***** Extrait à lire

Le lundi 11 juillet 1999


Contre la montre
Pierre Foglia, La Presse, Tour de France

On écrit, dans les comptes rendu de hockey que le but a été compté en avantage numérique, et on ne s'embarrasse pas d'expliquer ce que signifie « avantage numérique ». On suppose que les gens qui ne le savent pas, ne veulent pas le savoir de toute façon.

J'ai choisi de faire la même chose quand j'écris sur le vélo ou l'athlétisme : je parle à ceux que ces sports intéressent. J'ai déjà pensé autrement, j'ai déjà parlé de vélo en catéchiste qui explique les choses. Mauvais calcul. Les gens qui ne s'intéressent pas au vélo, ne veulent pas savoir de toute façon. Et les autres s'ennuient comme s'ennuieraient les amateurs de hockey si on leur répétait à chaque match ce qu'est un avantage numérique.

**********

Consigne - Recopiez mot pour mot l'intégralité de l'extrait à lire ci-dessus.

***** Extraits de données

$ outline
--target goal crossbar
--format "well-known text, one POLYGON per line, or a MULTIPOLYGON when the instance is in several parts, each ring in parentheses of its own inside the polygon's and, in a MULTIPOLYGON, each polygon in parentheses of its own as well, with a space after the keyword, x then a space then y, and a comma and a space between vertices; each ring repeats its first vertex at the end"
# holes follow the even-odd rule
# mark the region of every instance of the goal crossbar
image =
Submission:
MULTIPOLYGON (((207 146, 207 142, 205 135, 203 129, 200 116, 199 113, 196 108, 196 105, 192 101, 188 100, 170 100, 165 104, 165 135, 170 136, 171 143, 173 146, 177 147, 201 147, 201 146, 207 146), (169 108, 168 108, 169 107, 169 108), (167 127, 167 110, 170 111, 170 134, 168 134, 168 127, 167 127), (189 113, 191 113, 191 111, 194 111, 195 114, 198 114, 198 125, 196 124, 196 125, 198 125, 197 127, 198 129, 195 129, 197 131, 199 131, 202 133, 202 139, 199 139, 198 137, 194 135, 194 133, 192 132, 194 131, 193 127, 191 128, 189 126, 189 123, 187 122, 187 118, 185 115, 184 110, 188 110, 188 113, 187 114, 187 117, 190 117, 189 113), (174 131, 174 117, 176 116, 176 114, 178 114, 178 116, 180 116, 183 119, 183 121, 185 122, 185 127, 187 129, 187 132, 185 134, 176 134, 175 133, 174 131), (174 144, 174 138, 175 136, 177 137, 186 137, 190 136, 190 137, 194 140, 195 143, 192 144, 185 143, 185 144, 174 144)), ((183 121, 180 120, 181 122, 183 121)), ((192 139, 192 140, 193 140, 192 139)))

**********

Réponse au problème -
Le lundi 11 juillet 1999


Contre la montre
Pierre Foglia, La Presse, Tour de France

On écrit, dans les comptes rendu de hockey que le but a été compté en avantage numérique, et on ne s'embarrasse pas d'expliquer ce que signifie « avantage numérique ». On suppose que les gens qui ne le savent pas, ne veulent pas le savoir de toute façon.

J'ai choisi de faire la même chose quand j'écris sur le vélo ou l'athlétisme : je parle à ceux que ces sports intéressent. J'ai déjà pensé autrement, j'ai déjà parlé de vélo en catéchiste qui explique les choses. Mauvais calcul. Les gens qui ne s'intéressent pas au vélo, ne veulent pas savoir de toute façon. Et les autres s'ennuient comme s'ennuieraient les amateurs de hockey si on leur répétait à chaque match ce qu'est un avantage numérique.